◆ **Source text**:
####
These defaults match what's actually in the `retention_offers` rows (`coupon_id` is `retention_yearly` / `retention_legacy`), so the system *is* operating correctly — just on hard-coded defaults rather than Secret Manager values.

### Cancel handler does not invoke retention

`SubscriptionController.Cancel` (`subscription_context.go:75-151`) goes straight to `PaymentSvc.CancelSubscription(team.PaymentCustomerID, subscription.ProviderID)` (L138) which returns a Stripe billing-portal URL. **No retention check, no offer write, no skip-logged event.** The retention flow is entirely FE-orchestrated; if the FE skips `GET /retention-offer` and goes straight to `POST /cancel`, the user is gone with zero backend signal.

### Eligibility gates (no silent flag found)

`validateRetentionEligibility` (subscription_context.go:261-505) gates on:
1. Subscription must exist + be active (`no_active_subscription`)
2. Must have a `cancellation_reasons` row (`invalid_reason`)
####
◆ **Source excerpt**:
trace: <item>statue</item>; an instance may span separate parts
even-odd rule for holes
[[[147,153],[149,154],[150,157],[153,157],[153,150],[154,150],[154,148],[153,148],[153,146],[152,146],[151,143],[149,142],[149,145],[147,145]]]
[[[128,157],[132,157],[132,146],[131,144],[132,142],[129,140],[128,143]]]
####
Could you continue the notes on the subscription retention flow, which come before the listing, starting right after their last line?

3. If yearly AND `!IsEligibleForRetention(reason)` → `invalid_reason`. **BUT** `IsEligibleForRetention` (cancellation_reason.go:33-37) returns true for any non-empty reason — *all four* enum values (`not_using`, `too_expensive`, `missing_features`, `other`) pass.
4. Subscription age ≥ `RetentionMinSubscriptionDays` (30d default) → else `subscription_too_new`.
5. No prior retention_offers row within `RetentionCooldownMonths` (12mo default) → else `cooldown_active`.
6. Legacy detection via feature flag `cfgBase.legacy2` (subscription_context.go:294-312) — feature-flag failure is treated as "non-legacy" (fail-soft), so this can't be silently blocking legacy users.

There is **no feature flag, A/B gate, or kill-switch hidden in the eligibility code** that's quietly returning `eligible:false`. The flow either gates on subscription age, cooldown, or missing-reason — all of which are deterministic and visible.

---

## Root-cause hypothesis (high confidence)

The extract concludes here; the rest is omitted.